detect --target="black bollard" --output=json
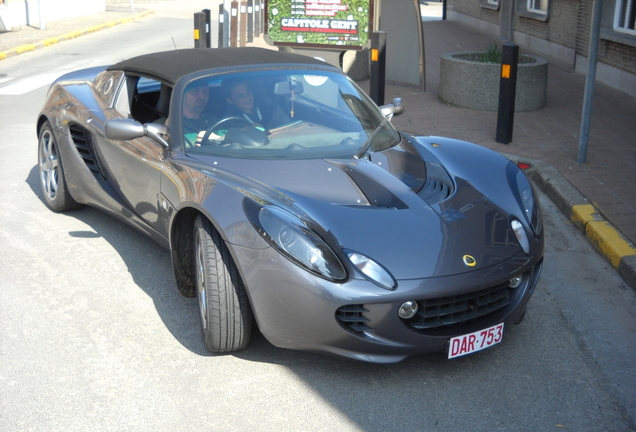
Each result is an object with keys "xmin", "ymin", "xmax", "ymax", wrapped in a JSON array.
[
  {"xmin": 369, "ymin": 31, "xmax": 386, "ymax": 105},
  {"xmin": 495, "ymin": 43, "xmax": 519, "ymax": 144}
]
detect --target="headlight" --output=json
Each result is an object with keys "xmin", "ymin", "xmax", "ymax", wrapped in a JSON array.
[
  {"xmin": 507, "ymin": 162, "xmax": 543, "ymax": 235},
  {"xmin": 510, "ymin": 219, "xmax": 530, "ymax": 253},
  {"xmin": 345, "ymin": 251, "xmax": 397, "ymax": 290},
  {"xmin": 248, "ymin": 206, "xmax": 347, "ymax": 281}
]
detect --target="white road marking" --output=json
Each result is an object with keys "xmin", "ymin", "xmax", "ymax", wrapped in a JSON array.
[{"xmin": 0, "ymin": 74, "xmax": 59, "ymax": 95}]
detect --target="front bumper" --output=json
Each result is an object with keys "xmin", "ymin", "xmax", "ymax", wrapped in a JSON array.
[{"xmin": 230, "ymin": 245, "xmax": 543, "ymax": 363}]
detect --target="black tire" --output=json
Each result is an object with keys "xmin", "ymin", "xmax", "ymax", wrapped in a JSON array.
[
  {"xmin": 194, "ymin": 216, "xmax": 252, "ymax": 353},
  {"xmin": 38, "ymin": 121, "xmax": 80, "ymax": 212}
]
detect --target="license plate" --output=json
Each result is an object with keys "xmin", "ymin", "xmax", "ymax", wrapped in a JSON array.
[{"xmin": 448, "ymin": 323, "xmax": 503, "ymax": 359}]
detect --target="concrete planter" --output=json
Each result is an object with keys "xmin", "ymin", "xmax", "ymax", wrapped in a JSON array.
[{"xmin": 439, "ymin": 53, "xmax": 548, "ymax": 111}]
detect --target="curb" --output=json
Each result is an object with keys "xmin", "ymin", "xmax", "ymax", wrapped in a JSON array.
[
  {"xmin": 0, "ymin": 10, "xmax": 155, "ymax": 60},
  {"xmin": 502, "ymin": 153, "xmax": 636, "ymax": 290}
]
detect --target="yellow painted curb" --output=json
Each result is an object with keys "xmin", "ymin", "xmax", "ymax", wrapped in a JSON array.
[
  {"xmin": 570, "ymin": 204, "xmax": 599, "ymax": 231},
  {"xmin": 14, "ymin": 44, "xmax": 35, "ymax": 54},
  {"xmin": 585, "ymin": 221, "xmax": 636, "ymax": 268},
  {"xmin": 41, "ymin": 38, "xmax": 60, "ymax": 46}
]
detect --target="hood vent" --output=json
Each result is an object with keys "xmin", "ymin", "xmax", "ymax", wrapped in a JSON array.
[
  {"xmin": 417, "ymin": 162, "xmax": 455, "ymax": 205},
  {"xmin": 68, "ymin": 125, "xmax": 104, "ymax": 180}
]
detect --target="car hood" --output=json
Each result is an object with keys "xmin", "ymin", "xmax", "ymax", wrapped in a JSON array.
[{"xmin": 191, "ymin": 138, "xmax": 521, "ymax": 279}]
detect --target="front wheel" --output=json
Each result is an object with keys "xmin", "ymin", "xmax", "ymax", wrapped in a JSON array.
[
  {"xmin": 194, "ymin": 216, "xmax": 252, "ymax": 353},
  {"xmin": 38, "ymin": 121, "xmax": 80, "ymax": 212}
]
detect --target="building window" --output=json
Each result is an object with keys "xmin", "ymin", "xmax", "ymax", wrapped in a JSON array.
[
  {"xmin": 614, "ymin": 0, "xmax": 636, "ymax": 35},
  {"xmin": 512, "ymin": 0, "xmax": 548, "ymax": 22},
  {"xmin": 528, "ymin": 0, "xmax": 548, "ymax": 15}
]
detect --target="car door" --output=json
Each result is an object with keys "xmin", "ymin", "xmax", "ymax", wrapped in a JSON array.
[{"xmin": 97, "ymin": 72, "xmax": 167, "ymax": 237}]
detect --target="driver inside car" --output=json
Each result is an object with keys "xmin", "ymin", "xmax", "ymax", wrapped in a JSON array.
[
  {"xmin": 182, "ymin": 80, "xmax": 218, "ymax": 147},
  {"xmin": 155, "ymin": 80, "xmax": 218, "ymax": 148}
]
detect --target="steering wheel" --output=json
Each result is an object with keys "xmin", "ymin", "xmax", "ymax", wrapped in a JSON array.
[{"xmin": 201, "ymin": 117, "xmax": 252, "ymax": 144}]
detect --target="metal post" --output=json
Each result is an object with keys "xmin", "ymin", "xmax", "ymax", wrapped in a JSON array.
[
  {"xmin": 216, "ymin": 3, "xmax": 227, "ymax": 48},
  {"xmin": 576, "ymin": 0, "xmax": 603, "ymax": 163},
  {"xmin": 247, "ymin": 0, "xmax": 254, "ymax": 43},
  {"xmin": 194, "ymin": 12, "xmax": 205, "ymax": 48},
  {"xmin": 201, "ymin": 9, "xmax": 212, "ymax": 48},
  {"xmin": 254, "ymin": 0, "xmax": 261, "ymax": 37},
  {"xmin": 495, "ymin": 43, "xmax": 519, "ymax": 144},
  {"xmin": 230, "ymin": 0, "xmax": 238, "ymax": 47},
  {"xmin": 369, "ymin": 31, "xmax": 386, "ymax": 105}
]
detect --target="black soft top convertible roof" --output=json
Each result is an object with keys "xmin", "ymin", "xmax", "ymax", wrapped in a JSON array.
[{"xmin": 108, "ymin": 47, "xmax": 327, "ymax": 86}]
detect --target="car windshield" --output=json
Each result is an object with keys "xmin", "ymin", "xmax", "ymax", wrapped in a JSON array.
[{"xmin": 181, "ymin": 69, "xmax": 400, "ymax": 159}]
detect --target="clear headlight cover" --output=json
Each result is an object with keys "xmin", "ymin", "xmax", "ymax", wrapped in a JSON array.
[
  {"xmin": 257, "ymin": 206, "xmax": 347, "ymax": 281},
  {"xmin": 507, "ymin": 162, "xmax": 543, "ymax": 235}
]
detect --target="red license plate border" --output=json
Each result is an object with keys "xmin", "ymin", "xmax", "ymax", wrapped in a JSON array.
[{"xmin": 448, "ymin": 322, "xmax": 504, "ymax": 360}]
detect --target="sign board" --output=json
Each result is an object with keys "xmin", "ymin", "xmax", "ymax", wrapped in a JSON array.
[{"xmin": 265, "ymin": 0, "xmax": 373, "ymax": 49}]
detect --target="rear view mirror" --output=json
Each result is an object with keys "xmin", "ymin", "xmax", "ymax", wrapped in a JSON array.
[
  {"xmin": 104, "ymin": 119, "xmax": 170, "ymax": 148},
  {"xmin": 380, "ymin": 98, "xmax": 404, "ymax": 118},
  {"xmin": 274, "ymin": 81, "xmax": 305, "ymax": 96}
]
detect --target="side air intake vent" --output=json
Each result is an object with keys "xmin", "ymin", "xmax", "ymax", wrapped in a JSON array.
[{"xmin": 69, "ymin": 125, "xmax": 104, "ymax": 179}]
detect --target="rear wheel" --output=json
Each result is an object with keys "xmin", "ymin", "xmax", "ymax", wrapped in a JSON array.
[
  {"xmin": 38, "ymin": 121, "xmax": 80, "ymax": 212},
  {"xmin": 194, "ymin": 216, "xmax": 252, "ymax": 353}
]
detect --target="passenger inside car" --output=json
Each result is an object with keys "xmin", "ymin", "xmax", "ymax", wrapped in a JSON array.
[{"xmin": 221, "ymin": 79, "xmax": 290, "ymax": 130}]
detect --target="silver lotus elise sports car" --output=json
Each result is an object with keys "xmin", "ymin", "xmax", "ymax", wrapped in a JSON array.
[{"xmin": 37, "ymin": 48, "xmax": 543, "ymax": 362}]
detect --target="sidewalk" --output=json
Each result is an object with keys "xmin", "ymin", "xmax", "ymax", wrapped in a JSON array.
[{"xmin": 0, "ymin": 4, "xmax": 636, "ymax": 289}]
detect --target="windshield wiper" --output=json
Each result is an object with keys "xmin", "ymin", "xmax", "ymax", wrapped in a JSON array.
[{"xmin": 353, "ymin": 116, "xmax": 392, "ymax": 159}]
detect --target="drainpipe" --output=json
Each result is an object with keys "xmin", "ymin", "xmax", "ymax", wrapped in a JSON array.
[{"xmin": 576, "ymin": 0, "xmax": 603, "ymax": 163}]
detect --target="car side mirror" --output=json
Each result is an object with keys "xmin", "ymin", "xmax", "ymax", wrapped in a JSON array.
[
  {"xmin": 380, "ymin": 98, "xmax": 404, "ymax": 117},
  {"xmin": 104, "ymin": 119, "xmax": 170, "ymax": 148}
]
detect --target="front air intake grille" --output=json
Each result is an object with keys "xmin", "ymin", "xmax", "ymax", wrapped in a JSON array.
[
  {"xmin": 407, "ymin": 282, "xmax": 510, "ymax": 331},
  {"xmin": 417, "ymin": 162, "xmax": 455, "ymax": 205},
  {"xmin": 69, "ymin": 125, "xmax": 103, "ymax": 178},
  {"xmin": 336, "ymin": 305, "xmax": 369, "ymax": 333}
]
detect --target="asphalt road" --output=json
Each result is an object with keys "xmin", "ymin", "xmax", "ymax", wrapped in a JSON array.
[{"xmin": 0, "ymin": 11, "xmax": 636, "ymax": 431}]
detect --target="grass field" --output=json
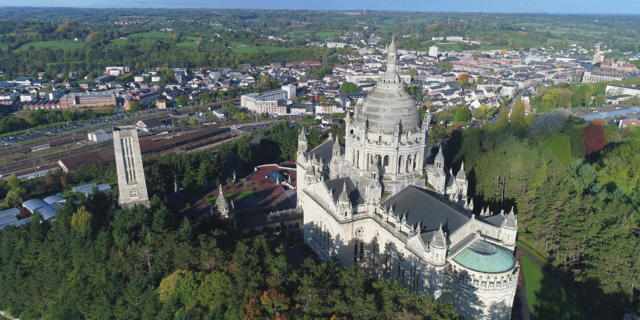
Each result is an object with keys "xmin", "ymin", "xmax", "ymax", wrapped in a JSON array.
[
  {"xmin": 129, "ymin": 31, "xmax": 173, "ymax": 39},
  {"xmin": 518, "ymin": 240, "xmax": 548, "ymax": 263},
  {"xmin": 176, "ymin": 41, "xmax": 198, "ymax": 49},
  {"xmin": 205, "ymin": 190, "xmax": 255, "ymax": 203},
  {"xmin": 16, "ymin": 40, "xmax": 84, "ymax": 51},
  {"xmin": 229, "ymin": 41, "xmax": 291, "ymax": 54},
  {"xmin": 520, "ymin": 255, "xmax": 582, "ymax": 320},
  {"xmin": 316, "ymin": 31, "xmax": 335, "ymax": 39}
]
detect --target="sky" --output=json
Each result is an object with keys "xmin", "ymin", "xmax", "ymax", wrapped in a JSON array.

========

State how many lines of the listing above contain the word "mirror". Reply with the number alone.

▸ Response to this task
2